* EXERCISE REQUIREMENTS
Recast the listing, from its start through the line containing "pixel 148 265", as a two-column CSV with the headers task and value. Each row should pair one block of wording with the answer that follows it, each in a single quoted field with line breaks turned into spaces.

* INPUT ROWS

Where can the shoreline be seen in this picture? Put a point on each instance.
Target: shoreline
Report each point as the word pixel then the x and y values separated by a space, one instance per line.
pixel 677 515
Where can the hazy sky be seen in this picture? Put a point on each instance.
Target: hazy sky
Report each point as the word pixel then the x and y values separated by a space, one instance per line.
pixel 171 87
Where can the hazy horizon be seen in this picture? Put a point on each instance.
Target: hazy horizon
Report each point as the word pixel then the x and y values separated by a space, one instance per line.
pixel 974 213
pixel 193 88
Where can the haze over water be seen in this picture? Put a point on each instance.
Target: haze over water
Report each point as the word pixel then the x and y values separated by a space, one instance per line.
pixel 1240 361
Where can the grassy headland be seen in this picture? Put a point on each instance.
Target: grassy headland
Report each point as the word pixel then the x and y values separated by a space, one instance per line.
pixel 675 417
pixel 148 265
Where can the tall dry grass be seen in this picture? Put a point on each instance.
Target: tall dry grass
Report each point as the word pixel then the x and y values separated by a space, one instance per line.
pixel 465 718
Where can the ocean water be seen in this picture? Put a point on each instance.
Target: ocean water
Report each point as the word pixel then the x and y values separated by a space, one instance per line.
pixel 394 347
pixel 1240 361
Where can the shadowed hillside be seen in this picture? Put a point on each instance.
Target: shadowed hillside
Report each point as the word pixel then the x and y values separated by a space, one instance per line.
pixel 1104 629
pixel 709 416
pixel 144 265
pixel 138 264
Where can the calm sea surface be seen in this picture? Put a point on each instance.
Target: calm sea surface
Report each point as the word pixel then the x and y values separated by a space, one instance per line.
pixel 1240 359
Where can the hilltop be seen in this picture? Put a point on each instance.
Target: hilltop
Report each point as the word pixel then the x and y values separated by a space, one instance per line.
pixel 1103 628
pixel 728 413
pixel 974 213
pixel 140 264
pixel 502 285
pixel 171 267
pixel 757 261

* ANSWER
task,value
"Where can the shoreline be seen in this picture? Put a point on each instance. Target: shoreline Report each point as the word pixel then the x and y values separated by a space, one instance per line.","pixel 677 515"
"Where can the hazy sky be seen in this picture? Put a point on each instance. Target: hazy sky Report each point as the word pixel then the x and y values separated by a space, one instance per line.","pixel 171 87"
"Where can the hazy horizon be seen in this picture? Put a point on each instance. Target: hazy horizon Report each point as the word pixel then the x and y values separated by a space, one instance per line.","pixel 974 213 pixel 193 88"
"Where can the haze over water be seen in this picture? Put a point on each instance. Target: haze over water Report each point as the word pixel then the x and y values separated by a space, one instance per line.","pixel 1240 361"
"Where can the grassy headland be seen in this picture? Put a point on each instance. Target: grassy headland Report each point as the word pixel then the x and y values separated by a space, one instance per line.","pixel 675 417 pixel 148 265"